KUTIPAN:
━━━━━━━━━━━━━━━━━━━━━━━━━━━━━━

Tags

Ia Terluka, Namun Ia Belajar dan Orang Tua pun Belajar


Tadi pagi kakinya Hening kejatuhan mainannya. Terus dia nangis, tapi hanya sebentar karena ditenangin sama ayah. Terus pas mau suapin dia makan, ayahnya baru sadar kalau jempol kakinya terluka dan itu untuk pertama kalinya ia terluka. Untungnya cuma berdarah sedikit sih. 


Pas kami bersihkan darahnya, Hening nggak menunjukkan rasa sakit sama sekali. Justru saya yang merasa ngilu liatnya. Tapi dianya B aja. Teteup aja aktif kayak kitiran 😂. Alhamdulillah~


Sembari membersihkan lukanya, saya bilang ke Hening kalau ada kalanya kita terluka. Salah satu contohnya ya karena ketimpa mainan. Nggak lupa juga ngingetin agar dia lebih hati-hati. 


Mungkin kesannya berlebihan ngomong gitu ke anak yang usianya masih 16 bulan. Tapi bagi saya bukan masalah sih. Meski kelihatannya dia tampak nggak paham sama apa yang saya bilang. Tapi saya yakin nasihat itu tersimpan di dalam otaknya. Walau saya tau, mengingatkannya untuk berhati-hati kudu diulang terus. 


Akan tetapi dengan kejadian tersebut justru bikin kami belajar untuk berkomunikasi secara asertif ketika anak mengalami luka. Saya yakin banget bahwa menyampaikan sesuatu dengan cara yang baik dan hangat akan memberikan efek positif ke anak. 


Dari pengalaman masa kecil kami berdua, saya dan suami maksudnya, seringkali kami dimarahi karena terluka. Kami tau mungkin orang tua kami khawatir dan nggak bermaksud marah. Akan tetapi kekhawatiran berlebihannya justru bikin kami takut untuk jujur ketika kami mengalami luka lagi. Akhirnya pas luka, sampe disembunyiin segala. Terus diem-diem diobati sendiri di kamar karena takut ketahuan 😂. 


Biasanya sih yang sukanya ngomel karena saya luka ya emak saya. Saya tuh paling takut liat emak saya marah. Bahkan sampai saat ini, sekedar membayangkan marahnya aja udah bikin saya bergidik 😂. Kebayang kan galaknya emak saya kalau marah? 🤣


Dana pun mengalami hal yang sama. Tiap kali luka pasti dimarahi ibunya. Tapi ibunya mah nggak bisa ngalahin galaknya emak saya 🤣.

━━━━━━━━━━━━━━━━━━━━━━━━━━━━━━

BARIS DATA:
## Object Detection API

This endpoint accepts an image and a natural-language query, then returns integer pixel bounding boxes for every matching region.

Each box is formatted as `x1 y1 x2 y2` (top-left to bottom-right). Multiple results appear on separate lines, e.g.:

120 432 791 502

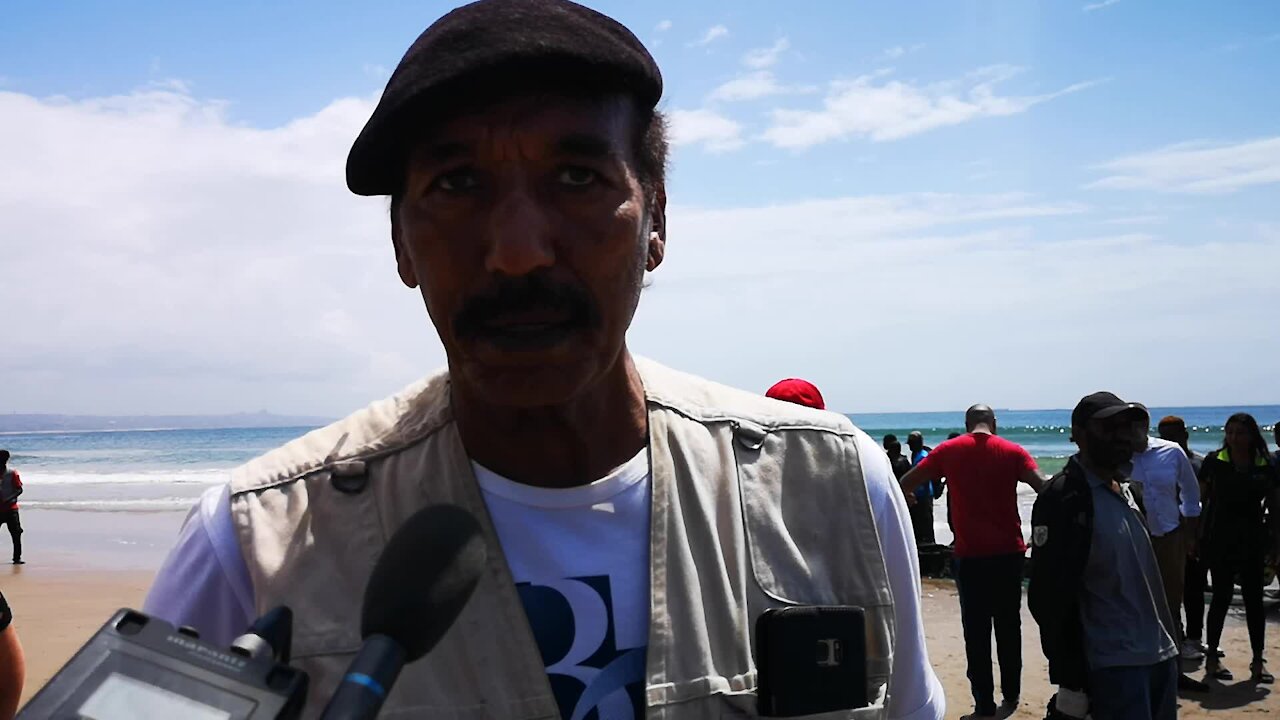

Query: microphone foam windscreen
360 505 488 662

━━━━━━━━━━━━━━━━━━━━━━━━━━━━━━

LATIHAN: Kutip tanpa perubahan bagian tulisan tentang Hening yang terluka, dimulai dari kata-kata yang memuat "Dari pengalaman masa" dan diakhiri dengan "emak saya 🤣.".

JAWABAN LENGKAP:
Dari pengalaman masa kecil kami berdua, saya dan suami maksudnya, seringkali kami dimarahi karena terluka. Kami tau mungkin orang tua kami khawatir dan nggak bermaksud marah. Akan tetapi kekhawatiran berlebihannya justru bikin kami takut untuk jujur ketika kami mengalami luka lagi. Akhirnya pas luka, sampe disembunyiin segala. Terus diem-diem diobati sendiri di kamar karena takut ketahuan 😂. 


Biasanya sih yang sukanya ngomel karena saya luka ya emak saya. Saya tuh paling takut liat emak saya marah. Bahkan sampai saat ini, sekedar membayangkan marahnya aja udah bikin saya bergidik 😂. Kebayang kan galaknya emak saya kalau marah? 🤣


Dana pun mengalami hal yang sama. Tiap kali luka pasti dimarahi ibunya. Tapi ibunya mah nggak bisa ngalahin galaknya emak saya 🤣.